[DATA UNDER STUDY]

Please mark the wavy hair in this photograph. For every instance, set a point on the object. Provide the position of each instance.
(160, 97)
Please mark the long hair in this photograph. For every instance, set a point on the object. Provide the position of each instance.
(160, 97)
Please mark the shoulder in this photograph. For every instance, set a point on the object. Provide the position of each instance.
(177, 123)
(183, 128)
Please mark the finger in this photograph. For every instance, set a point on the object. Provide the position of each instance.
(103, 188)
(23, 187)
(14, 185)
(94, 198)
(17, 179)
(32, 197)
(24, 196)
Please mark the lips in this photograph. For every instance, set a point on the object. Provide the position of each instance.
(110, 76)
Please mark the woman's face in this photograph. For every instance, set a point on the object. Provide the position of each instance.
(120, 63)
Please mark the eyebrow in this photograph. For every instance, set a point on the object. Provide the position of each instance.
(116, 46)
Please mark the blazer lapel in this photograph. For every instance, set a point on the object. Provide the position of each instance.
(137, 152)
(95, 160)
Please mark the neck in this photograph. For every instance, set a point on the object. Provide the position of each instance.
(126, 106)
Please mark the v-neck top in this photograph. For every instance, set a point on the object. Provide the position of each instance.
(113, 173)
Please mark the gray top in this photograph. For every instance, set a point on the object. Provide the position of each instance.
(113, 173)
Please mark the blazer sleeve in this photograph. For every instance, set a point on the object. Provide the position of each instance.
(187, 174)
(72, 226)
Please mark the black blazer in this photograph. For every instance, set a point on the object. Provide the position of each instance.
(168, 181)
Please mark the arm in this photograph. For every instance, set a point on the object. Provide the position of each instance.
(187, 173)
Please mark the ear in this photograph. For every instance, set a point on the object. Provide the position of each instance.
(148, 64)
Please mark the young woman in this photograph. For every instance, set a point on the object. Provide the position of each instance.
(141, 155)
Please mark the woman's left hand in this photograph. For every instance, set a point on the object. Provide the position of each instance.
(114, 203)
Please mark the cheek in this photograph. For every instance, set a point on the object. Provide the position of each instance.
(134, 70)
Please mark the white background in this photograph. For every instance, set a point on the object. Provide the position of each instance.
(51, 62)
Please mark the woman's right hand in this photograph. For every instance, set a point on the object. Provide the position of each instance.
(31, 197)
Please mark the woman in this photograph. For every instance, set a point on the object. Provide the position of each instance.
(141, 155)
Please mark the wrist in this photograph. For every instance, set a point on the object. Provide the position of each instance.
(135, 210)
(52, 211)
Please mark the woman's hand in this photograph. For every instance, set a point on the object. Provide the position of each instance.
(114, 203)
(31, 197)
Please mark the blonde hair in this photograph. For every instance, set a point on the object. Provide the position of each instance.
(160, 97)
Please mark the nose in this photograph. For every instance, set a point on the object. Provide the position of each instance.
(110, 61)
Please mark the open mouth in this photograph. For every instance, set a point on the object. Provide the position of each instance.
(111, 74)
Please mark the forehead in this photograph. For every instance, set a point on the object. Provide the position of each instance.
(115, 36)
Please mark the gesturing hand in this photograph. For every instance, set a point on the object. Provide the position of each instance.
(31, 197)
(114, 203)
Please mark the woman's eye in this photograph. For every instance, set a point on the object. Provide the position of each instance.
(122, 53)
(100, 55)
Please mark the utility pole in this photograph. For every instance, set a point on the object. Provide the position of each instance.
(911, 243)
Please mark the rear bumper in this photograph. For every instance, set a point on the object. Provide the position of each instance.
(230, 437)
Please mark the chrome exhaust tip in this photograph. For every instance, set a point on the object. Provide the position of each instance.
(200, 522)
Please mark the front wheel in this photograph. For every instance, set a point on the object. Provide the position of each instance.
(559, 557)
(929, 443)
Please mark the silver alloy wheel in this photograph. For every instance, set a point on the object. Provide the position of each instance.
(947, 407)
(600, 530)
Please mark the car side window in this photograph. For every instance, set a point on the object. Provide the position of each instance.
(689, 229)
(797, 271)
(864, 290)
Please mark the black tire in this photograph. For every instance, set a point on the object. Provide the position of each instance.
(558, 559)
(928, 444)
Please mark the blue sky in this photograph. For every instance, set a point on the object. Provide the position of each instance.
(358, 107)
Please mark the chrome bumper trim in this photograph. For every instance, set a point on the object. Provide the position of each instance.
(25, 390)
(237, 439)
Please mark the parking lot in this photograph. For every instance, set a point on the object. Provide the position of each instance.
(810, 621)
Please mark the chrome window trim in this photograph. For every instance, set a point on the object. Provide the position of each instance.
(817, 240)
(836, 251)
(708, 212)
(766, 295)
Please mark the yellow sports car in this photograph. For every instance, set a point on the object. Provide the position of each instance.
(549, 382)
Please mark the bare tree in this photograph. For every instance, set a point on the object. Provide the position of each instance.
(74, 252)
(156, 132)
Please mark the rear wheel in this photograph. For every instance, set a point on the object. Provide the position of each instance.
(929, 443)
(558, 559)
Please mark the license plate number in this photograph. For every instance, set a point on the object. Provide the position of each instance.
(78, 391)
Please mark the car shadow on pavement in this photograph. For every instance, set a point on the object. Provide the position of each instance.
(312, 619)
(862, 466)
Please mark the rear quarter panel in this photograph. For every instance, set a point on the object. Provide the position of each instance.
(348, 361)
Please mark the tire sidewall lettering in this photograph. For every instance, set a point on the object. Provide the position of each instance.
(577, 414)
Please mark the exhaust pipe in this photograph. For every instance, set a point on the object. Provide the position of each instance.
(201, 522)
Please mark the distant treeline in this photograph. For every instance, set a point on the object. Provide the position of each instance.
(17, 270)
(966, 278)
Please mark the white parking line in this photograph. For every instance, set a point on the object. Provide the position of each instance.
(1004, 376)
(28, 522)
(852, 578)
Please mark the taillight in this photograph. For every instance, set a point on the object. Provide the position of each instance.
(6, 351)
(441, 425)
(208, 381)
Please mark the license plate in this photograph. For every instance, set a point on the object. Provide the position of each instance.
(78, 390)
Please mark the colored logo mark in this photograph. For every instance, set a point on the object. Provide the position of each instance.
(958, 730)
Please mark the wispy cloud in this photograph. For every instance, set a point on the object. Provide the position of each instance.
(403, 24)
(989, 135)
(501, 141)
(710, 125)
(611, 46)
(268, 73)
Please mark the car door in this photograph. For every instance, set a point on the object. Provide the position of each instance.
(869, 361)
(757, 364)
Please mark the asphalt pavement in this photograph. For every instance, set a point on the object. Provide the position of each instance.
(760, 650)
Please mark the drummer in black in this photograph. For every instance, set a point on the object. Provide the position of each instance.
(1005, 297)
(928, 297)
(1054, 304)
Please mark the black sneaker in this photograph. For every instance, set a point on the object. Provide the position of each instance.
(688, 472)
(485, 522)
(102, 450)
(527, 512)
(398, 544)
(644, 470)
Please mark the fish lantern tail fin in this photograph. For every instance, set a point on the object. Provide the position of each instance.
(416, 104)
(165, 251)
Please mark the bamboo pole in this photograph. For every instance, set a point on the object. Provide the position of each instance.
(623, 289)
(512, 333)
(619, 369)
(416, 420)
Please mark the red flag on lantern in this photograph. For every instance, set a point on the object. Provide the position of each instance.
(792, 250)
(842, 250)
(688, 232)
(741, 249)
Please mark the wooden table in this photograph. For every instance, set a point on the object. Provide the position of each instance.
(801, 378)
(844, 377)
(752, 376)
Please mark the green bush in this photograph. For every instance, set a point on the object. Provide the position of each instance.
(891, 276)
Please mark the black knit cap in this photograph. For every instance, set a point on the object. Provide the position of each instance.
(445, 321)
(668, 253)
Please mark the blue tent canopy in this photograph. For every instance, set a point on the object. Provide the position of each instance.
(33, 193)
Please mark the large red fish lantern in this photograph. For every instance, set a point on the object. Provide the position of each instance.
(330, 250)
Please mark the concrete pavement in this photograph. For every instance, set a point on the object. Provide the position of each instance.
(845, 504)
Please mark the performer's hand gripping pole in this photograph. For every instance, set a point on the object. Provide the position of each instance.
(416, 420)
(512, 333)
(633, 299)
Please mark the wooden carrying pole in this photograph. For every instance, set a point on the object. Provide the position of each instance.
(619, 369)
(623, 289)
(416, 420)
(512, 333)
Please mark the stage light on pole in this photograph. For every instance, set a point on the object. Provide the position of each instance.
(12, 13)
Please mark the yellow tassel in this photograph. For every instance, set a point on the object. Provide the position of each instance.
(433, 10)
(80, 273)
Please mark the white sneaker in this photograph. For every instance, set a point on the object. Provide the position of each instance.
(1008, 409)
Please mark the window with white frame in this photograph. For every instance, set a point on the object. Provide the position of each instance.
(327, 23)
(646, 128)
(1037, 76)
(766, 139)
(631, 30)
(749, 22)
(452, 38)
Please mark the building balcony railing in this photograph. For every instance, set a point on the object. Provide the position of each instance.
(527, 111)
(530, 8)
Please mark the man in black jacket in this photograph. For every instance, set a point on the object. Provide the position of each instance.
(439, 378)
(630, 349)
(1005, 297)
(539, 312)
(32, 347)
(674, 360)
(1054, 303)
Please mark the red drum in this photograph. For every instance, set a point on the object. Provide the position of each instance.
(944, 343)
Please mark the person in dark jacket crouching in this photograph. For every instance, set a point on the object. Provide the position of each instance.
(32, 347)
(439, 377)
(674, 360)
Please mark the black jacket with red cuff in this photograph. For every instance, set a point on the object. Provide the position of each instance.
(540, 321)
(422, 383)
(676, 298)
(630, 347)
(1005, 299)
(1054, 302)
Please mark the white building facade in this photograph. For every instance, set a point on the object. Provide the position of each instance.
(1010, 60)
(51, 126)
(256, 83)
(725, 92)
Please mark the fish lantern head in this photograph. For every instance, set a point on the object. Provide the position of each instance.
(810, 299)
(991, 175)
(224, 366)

[/DATA UNDER STUDY]

◆ TASK DETAILS: Set the lines down exactly as they stand, beginning at the one that contains "Please mark the building" and stopping after the last line of the entries above.

◆ EXERCISE ANSWER:
Please mark the building balcony railing in this photograph. For every instance, set a point on the object. Provide the position of each instance.
(527, 111)
(530, 8)
Please mark the man in black jacket in this photograph. For every instance, set a point on the object. Provide the position of each instance.
(439, 378)
(630, 349)
(1005, 297)
(539, 312)
(32, 347)
(674, 360)
(1054, 303)
Please mark the red drum in this photograph. For every instance, set a point on the object. Provide the position of each instance.
(944, 343)
Please mark the person in dark jacket crouching in this photograph. For every instance, set a point on the object. Provide the position of each instance.
(32, 347)
(439, 377)
(674, 360)
Please mark the black jacket with red cuff in this photograph. For every instance, set a point on the object. Provide the position of each instance.
(540, 321)
(422, 383)
(676, 298)
(630, 347)
(1005, 299)
(1054, 302)
Please mark the white building facade in this photograph. For every instance, set a point on the object. Provide the position of each instance.
(1010, 60)
(51, 126)
(256, 83)
(725, 92)
Please mark the fish lantern head in this photograph. For every instance, set a point on the object. Provide the position of each instance.
(810, 299)
(991, 175)
(224, 366)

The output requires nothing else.